/---
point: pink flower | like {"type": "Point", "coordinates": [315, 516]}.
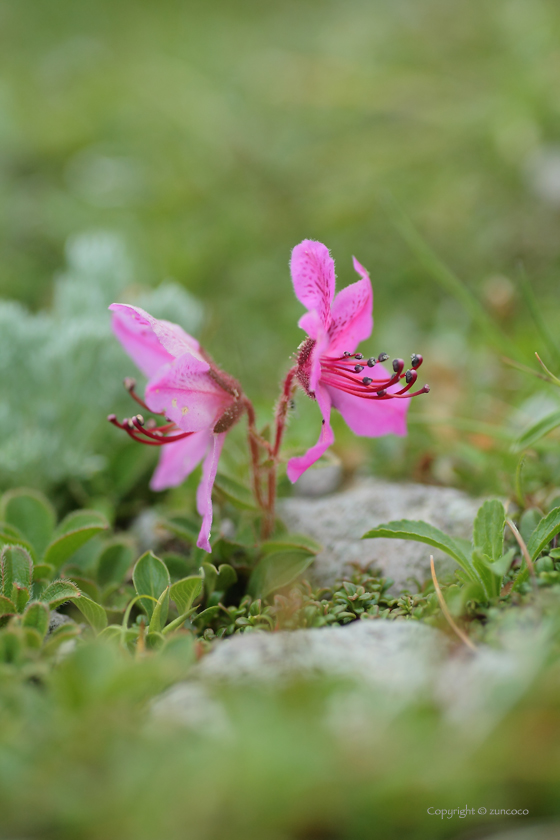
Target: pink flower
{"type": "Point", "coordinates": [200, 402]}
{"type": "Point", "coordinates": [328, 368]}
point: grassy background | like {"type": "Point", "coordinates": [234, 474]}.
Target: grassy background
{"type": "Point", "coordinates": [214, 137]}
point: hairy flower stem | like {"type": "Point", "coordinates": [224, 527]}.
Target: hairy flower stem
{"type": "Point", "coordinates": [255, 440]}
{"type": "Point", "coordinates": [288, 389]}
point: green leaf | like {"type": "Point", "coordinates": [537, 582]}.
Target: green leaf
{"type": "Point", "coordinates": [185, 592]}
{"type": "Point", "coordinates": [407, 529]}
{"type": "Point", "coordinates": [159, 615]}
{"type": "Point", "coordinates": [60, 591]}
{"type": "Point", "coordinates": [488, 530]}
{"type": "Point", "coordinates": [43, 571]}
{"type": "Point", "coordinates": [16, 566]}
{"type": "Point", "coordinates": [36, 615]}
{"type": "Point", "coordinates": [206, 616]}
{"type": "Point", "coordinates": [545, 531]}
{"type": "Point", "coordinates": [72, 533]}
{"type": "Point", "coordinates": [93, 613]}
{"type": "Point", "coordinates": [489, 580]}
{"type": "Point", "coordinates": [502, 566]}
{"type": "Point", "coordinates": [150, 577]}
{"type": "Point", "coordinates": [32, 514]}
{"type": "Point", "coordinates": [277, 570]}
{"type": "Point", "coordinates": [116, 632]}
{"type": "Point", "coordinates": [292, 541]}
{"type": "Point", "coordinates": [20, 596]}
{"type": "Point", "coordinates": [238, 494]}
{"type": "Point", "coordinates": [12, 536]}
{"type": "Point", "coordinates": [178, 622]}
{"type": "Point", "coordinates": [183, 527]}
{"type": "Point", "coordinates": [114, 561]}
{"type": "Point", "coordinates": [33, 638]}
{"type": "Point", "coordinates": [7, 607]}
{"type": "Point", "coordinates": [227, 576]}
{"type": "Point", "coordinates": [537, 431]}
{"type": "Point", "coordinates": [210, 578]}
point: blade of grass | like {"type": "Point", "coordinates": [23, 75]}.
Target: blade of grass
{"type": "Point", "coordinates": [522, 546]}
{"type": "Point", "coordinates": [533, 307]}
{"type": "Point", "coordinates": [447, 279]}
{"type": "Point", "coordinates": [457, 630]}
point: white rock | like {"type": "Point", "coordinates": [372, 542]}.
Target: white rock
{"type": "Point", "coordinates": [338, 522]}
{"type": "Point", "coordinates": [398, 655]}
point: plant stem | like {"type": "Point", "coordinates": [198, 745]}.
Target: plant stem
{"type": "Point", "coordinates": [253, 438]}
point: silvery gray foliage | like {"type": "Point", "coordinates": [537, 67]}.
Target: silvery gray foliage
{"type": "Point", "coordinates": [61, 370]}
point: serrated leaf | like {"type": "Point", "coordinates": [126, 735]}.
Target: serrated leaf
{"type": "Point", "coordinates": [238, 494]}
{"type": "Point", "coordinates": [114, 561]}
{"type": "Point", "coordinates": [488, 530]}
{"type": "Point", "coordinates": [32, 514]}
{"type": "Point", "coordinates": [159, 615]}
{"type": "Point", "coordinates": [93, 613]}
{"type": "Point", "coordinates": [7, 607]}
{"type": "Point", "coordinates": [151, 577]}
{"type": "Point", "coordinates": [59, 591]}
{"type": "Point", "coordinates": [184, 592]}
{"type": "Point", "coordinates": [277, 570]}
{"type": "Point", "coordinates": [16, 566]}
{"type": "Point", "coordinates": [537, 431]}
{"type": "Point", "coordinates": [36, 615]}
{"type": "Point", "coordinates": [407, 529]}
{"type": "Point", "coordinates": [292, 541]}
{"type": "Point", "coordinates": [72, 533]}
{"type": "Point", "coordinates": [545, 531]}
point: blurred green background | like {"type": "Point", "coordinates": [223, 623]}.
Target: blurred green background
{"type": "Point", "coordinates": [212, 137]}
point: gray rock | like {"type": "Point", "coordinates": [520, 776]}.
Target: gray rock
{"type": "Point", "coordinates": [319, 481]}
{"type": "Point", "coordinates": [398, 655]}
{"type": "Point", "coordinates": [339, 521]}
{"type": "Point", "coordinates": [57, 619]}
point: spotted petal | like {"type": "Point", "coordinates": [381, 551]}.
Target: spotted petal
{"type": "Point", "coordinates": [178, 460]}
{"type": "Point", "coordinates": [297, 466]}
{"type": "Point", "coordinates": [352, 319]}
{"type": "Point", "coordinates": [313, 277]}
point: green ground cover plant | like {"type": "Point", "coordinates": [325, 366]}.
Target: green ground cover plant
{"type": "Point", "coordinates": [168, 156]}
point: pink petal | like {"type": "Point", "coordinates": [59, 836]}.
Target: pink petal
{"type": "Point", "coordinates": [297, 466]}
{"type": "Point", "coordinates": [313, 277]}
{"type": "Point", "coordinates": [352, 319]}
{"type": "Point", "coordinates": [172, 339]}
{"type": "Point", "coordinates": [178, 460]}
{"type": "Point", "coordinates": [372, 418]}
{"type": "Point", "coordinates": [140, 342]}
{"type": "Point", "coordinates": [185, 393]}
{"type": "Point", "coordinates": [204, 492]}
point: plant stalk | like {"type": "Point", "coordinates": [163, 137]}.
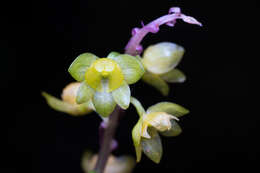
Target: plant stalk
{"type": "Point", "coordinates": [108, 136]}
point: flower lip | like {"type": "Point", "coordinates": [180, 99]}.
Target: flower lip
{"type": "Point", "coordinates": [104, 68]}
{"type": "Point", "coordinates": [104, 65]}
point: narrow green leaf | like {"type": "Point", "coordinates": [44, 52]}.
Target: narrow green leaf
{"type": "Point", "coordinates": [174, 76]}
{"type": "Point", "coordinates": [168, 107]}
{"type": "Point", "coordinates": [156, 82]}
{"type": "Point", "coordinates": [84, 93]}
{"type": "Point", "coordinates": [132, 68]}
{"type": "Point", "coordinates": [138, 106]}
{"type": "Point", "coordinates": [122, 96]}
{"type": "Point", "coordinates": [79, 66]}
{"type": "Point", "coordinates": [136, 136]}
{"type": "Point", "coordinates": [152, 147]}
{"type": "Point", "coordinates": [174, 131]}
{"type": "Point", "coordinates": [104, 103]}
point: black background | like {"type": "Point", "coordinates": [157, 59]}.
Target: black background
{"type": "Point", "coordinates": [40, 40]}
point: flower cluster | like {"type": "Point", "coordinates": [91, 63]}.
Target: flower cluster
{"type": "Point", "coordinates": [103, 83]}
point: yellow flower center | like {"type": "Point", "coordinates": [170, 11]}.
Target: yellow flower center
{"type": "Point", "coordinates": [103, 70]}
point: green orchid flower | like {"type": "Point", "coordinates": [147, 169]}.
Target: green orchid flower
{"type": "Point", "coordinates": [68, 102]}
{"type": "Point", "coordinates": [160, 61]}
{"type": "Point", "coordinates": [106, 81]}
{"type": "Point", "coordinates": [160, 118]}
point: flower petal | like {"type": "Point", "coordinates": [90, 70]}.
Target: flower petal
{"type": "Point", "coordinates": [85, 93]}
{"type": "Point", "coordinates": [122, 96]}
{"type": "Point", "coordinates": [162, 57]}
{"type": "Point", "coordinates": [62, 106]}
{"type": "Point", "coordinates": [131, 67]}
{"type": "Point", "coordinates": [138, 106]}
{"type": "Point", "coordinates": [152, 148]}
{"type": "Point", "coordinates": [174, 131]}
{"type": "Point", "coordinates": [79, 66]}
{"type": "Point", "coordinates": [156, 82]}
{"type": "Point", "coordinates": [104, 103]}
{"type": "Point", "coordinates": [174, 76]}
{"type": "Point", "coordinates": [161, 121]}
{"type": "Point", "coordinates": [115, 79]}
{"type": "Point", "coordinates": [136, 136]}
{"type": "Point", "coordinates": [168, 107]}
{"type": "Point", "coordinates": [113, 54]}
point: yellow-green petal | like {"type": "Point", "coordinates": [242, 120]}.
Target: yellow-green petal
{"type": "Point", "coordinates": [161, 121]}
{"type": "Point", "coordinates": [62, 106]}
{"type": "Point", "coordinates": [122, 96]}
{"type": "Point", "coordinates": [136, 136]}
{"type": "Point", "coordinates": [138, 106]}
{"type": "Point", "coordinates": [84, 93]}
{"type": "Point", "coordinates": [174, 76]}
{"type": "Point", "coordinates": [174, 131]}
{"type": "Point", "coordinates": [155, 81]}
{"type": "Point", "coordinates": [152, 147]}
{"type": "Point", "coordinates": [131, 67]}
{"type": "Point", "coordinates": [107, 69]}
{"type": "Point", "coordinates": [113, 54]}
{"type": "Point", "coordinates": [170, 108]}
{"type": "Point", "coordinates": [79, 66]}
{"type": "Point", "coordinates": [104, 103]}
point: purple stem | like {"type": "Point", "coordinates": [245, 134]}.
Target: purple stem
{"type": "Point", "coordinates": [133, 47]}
\---
Request:
Starting from the line with "point: purple stem" and ending with the final line of the data, quote every line exactly, both ends included.

Answer below:
point: purple stem | like {"type": "Point", "coordinates": [245, 134]}.
Target: purple stem
{"type": "Point", "coordinates": [133, 47]}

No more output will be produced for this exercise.